▶ _Problem_: Count the lines in the records below that contain the word "feather", and reply with that number alone.

▶ _Data extract_:
——

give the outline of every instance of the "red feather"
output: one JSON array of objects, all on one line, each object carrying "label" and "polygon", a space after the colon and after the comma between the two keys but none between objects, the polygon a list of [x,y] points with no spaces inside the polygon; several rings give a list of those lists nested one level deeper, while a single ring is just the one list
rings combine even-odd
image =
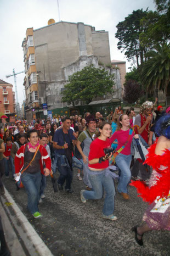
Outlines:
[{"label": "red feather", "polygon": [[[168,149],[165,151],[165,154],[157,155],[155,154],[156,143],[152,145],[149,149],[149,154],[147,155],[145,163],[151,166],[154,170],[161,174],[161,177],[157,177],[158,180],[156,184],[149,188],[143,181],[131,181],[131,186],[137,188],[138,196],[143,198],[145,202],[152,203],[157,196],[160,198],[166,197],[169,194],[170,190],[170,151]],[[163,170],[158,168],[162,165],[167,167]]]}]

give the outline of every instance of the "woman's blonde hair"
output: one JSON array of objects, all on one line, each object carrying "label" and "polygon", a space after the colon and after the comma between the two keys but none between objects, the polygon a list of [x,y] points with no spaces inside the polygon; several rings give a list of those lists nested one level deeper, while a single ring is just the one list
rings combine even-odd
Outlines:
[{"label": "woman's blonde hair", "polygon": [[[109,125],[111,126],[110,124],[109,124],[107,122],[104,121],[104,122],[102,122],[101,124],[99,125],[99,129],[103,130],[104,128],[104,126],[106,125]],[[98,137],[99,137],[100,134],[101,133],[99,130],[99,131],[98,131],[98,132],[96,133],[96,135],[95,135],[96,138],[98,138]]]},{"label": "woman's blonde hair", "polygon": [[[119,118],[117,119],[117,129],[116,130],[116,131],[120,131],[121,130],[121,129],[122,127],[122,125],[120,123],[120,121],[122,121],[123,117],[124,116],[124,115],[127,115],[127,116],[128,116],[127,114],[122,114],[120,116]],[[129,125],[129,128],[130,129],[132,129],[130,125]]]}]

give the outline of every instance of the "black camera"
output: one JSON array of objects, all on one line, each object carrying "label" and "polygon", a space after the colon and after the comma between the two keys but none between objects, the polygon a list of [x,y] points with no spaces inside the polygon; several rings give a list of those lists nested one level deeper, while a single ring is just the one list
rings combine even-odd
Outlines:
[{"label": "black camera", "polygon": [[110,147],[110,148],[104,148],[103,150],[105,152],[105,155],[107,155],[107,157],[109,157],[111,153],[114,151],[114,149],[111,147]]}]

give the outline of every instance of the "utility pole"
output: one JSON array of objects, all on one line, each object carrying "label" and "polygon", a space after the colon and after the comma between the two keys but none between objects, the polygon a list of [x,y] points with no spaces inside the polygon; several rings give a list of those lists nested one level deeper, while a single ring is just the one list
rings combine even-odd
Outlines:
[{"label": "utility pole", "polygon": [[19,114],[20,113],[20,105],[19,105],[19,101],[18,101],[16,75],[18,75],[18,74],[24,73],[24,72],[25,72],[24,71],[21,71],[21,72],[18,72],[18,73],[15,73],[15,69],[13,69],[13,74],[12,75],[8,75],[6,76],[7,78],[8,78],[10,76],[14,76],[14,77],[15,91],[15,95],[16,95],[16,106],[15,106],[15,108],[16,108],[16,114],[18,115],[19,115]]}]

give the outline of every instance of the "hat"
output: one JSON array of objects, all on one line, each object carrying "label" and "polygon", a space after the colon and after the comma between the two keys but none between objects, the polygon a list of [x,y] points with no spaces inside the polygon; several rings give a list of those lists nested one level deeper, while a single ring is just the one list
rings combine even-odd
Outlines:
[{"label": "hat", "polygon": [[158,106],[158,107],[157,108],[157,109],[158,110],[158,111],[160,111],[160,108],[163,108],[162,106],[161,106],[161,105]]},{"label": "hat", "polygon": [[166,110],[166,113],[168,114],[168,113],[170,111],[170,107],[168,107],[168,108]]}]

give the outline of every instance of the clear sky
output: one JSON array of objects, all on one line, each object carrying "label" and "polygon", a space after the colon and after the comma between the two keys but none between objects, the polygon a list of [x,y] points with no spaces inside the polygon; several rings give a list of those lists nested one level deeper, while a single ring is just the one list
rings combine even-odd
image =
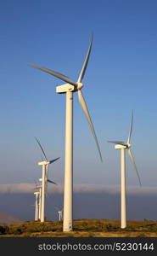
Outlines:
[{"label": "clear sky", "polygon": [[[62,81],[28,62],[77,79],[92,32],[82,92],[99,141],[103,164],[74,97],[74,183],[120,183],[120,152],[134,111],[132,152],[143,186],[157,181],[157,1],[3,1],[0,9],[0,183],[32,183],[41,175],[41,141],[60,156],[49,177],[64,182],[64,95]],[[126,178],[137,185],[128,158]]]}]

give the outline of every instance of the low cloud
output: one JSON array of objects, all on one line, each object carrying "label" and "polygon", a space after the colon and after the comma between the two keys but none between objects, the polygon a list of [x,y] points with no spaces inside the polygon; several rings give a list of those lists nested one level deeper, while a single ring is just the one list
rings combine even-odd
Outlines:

——

▶ _Exercise solution_: 2